● Task to carry out
Look for the line containing "The call MUST return, for every instance of the chair" in the listing below. Retype that line and every subsequent line through the last one, and only those.

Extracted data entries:
-----

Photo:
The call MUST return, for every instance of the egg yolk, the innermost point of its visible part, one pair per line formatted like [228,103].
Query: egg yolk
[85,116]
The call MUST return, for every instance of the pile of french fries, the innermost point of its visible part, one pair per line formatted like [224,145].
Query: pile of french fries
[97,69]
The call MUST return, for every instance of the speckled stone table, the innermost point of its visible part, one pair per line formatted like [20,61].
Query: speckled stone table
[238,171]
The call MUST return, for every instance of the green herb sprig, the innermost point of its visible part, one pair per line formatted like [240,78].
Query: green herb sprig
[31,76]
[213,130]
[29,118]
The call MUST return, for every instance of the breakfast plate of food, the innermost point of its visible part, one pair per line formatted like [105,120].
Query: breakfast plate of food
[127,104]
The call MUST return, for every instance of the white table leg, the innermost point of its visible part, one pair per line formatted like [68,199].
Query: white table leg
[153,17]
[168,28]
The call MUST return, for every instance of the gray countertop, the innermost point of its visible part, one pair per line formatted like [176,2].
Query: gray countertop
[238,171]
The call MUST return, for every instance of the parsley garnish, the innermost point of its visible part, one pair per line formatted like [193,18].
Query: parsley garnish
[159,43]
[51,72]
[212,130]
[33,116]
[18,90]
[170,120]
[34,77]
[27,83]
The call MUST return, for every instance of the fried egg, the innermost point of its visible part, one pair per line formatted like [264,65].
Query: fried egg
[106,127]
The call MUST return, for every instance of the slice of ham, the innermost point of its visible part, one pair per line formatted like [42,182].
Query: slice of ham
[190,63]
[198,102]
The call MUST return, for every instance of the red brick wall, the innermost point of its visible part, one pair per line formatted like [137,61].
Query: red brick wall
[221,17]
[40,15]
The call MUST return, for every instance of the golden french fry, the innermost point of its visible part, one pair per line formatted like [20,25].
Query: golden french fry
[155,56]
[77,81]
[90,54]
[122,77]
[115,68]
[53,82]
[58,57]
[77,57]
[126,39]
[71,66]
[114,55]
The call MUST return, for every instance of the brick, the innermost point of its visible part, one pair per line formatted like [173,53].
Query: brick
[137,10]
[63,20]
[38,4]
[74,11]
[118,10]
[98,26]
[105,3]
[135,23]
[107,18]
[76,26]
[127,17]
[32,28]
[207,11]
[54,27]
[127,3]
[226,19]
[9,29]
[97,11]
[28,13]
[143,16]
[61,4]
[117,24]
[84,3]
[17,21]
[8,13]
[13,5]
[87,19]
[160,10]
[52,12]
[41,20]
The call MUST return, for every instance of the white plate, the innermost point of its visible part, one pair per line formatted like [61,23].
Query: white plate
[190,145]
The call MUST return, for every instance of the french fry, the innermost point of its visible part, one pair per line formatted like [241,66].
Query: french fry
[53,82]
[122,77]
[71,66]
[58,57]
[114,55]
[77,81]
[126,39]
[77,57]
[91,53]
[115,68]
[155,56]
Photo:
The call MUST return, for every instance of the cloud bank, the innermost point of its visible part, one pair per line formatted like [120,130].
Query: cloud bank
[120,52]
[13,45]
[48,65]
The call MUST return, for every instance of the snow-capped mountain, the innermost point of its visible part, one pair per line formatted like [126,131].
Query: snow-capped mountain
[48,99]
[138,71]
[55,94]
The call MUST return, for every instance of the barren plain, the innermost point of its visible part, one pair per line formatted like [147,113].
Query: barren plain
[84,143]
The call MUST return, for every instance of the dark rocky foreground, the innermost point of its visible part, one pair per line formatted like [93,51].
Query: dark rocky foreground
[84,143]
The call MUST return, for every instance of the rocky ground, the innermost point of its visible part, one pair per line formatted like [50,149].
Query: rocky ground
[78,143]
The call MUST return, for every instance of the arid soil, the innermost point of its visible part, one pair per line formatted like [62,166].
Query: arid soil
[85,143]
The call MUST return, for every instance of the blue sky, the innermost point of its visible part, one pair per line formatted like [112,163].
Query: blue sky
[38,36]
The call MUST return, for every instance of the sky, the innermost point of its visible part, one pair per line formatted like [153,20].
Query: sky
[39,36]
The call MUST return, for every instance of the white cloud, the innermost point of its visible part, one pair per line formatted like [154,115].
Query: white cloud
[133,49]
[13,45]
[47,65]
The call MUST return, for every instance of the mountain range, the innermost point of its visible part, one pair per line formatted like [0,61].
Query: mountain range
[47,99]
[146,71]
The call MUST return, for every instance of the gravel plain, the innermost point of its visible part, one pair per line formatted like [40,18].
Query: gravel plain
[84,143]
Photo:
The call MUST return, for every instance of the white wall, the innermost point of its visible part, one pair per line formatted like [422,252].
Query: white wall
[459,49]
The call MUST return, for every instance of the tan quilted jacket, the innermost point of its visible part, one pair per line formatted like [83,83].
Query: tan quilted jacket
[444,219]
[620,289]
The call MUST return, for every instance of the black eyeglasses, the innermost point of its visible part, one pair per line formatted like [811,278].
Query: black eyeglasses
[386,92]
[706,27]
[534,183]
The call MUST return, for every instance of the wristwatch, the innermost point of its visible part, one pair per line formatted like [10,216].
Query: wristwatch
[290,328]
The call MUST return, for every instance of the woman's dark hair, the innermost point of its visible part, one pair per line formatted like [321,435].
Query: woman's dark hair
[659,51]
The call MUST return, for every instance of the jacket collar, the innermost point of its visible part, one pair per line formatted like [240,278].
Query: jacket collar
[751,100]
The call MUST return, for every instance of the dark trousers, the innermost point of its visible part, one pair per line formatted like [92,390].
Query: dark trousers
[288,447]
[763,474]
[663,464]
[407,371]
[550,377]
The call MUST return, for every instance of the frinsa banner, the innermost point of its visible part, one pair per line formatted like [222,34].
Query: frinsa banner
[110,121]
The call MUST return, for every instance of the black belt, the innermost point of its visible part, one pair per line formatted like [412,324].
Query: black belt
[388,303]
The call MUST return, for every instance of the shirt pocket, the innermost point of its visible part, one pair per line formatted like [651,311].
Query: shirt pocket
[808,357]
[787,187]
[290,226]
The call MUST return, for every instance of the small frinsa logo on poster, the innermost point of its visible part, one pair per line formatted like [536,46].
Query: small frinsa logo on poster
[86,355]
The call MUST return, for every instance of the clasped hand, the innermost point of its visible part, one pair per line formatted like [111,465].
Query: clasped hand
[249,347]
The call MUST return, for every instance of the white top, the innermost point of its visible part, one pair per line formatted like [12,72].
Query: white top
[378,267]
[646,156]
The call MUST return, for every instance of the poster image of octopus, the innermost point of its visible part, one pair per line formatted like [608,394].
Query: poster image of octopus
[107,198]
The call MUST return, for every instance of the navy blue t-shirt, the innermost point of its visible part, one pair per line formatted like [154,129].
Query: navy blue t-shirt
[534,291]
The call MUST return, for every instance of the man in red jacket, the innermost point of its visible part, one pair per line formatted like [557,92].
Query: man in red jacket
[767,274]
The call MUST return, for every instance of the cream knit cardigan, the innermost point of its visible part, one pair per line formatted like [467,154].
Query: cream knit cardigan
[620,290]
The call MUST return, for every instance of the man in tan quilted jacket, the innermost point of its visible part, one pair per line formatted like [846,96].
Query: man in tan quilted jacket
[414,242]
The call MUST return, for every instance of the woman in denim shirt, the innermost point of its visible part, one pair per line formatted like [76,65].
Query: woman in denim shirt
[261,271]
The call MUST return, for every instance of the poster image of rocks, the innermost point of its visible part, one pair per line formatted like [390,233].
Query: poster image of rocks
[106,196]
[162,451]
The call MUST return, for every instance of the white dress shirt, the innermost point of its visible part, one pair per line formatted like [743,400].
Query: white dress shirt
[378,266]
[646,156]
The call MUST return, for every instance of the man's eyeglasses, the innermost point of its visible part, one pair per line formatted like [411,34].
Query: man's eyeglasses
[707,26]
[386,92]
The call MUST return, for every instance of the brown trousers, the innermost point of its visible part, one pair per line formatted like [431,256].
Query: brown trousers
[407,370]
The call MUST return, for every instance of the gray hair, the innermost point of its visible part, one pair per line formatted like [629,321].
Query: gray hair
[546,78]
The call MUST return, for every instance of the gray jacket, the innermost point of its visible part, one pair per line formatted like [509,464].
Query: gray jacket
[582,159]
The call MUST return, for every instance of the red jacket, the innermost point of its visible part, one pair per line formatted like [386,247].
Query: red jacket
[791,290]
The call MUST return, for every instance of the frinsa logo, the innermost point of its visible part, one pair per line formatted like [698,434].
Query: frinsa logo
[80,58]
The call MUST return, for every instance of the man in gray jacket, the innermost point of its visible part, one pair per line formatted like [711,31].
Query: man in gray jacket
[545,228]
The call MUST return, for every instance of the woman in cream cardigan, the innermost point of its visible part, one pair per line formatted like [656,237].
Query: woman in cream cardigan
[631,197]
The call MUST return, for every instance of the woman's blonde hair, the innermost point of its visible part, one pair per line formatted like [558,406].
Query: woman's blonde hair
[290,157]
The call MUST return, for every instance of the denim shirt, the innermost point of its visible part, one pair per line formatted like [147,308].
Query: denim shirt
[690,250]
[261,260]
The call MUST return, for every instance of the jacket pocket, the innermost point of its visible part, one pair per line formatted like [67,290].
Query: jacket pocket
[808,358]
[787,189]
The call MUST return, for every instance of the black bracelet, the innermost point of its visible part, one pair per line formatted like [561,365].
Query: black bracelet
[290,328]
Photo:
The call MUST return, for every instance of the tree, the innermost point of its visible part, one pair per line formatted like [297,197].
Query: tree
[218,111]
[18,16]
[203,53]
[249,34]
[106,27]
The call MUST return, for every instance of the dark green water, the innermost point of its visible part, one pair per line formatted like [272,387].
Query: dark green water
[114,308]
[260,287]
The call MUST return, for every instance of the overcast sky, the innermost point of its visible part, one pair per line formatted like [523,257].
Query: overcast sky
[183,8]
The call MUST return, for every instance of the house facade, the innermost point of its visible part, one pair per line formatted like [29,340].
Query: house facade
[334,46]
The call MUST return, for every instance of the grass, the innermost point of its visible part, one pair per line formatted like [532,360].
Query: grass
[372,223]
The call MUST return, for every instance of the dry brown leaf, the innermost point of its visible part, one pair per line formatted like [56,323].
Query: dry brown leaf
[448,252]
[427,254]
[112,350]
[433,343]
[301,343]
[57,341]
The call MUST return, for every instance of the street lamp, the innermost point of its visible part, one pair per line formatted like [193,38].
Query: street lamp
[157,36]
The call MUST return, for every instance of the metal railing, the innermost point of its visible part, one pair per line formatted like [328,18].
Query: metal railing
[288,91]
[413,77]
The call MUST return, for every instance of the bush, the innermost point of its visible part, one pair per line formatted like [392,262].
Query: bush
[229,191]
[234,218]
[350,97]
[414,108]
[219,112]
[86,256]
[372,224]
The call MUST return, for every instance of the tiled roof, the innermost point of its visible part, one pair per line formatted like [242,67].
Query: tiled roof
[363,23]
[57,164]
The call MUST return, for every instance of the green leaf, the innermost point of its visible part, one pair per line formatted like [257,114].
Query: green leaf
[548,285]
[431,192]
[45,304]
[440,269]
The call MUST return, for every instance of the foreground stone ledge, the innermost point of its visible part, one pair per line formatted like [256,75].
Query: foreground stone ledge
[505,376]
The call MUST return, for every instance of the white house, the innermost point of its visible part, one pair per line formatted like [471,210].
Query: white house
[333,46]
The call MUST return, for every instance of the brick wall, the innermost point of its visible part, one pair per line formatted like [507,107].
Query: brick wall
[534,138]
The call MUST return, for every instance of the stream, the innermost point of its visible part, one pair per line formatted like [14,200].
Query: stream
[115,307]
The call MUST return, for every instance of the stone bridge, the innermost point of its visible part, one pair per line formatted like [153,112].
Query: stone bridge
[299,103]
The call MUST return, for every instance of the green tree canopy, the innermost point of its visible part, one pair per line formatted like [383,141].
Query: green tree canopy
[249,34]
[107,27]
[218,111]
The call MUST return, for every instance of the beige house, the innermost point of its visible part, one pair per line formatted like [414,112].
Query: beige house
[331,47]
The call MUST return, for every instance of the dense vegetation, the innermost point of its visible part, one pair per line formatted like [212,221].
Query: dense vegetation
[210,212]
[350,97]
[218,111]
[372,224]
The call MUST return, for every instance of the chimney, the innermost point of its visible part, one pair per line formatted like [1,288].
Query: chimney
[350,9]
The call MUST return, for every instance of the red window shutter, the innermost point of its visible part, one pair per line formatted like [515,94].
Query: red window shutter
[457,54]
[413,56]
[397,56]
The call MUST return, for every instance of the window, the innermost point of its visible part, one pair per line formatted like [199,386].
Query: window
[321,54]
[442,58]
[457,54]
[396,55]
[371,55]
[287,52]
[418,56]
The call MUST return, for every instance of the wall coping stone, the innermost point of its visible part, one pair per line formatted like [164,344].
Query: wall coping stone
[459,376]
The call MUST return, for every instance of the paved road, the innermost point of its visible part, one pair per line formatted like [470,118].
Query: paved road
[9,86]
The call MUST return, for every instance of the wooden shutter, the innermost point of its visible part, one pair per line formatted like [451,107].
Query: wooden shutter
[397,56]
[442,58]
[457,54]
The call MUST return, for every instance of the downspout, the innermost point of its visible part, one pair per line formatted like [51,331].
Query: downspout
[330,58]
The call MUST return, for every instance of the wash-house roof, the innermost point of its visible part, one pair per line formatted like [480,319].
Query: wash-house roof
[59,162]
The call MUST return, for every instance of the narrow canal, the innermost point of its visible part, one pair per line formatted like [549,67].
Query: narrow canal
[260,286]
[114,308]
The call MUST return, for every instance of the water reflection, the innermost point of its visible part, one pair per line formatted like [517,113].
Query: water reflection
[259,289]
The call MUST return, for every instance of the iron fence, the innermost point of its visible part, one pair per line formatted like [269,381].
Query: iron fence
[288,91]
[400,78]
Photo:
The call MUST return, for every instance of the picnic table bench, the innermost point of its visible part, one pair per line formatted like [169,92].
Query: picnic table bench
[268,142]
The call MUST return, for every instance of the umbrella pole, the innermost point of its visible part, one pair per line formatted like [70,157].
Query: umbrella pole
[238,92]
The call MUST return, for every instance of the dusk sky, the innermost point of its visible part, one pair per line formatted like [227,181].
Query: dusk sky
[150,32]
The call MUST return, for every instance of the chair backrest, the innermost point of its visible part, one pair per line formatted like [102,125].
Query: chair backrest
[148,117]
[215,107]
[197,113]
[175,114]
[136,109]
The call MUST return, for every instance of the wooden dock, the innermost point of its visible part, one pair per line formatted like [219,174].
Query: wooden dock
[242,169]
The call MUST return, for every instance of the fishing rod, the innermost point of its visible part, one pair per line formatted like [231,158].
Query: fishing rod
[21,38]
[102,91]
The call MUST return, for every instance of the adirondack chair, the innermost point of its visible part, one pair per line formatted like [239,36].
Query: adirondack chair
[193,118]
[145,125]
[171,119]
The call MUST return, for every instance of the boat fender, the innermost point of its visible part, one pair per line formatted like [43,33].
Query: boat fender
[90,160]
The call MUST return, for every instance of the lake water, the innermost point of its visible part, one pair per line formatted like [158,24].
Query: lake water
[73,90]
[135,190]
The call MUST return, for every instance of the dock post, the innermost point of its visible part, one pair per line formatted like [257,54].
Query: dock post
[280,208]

-----

● Full answer
The call MUST return, for every instance of the chair backrest, the innermost point of its visible part, one pair per line formatted like [102,125].
Query: chair backrest
[148,117]
[215,107]
[197,113]
[175,114]
[136,109]
The call MUST return, for every instance of the wooden dock, the innermost point of its visible part, one pair per line formatted like [219,174].
Query: wooden dock
[242,169]
The call MUST return, for every instance of the fishing rod, the innermost point of its visible part, one pair per line formatted like [231,158].
Query: fishing rod
[21,38]
[102,91]
The call MUST return, for every instance of the adirondack chair, the innermost point of its visible part, one pair per line formatted like [239,36].
Query: adirondack chair
[193,118]
[145,125]
[171,119]
The call MUST return, for every instance of the boat fender, the innermost point of its visible part, one pair per line formatted like [43,33].
Query: boat fender
[90,160]
The call MUST return, for every instance of the lake water, the innermost point of its visible part, one pair per line formatted like [158,24].
Query: lake water
[73,90]
[135,190]
The call MUST return, for every instance of the dock post, the innermost point of its visible part, one pair per line formatted like [257,54].
Query: dock post
[280,208]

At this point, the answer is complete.